EXCERPTED PASSAGE →
* Begin *

2027 Major League Baseball All-Star Game
- Teams: American League; National League;
- Date: July 13, 2027
- Venue: Wrigley Field
- City: Chicago, Illinois
- Television: Fox
- TV announcers: Joe Davis, John Smoltz, Ken Rosenthal, and Tom Verducci
- Radio: ESPN Radio
- Radio announcers: TBA, Doug Glanville, Buster Olney, and Tim Kurkjian

= 2027 Major League Baseball All-Star Game =

Upcoming All-Star baseball game

The 2027 Major League Baseball All-Star Game is the planned 97th Major League Baseball All-Star Game played between the American League (AL) and the National League (NL) of Major League Baseball. The game is scheduled to be played on July 13, 2027, and televised nationally by Fox. The game would be hosted by the Chicago Cubs at Wrigley Field in Chicago, Illinois. Like the rest of the 2027 MLB season, the game is contingent on MLB and the Major League Baseball Players Association (MLBPA) signing a new collective bargaining agreement (CBA) to replace that one that expires on December 1, 2026.

* End *

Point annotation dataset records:
* Begin *

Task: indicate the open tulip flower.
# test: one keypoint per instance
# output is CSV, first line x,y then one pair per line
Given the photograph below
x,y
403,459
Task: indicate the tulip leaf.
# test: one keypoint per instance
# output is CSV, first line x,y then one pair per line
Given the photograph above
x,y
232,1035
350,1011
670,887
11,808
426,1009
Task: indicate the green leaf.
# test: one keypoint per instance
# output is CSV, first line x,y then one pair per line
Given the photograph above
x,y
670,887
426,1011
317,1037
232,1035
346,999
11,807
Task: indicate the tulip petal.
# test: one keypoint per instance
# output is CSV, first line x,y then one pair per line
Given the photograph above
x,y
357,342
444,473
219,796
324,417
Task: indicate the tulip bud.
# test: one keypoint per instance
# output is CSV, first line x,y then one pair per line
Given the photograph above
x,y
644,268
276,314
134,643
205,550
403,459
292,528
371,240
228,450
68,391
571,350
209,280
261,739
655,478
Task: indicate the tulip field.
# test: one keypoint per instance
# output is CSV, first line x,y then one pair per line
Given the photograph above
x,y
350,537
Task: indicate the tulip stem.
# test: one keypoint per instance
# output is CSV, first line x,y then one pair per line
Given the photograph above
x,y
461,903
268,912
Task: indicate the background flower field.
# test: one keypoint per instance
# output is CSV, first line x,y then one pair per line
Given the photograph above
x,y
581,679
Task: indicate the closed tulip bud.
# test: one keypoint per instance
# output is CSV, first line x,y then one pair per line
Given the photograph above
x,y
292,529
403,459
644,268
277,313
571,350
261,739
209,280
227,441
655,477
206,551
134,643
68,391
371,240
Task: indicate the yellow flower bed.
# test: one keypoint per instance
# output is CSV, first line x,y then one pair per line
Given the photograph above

* End *

In two sentences, summarize the article on the 2027 Major League Baseball All-Star Game.

WRITTEN REPLY → The 2027 Major League Baseball All-Star Game, planned as the 97th such game between the American League and the National League, is scheduled for July 13, 2027, at Wrigley Field in Chicago, Illinois, with the Chicago Cubs hosting and Fox televising it nationally. Like the rest of the 2027 MLB season, the game depends on MLB and the Major League Baseball Players Association signing a new collective bargaining agreement to replace the one that expires on December 1, 2026.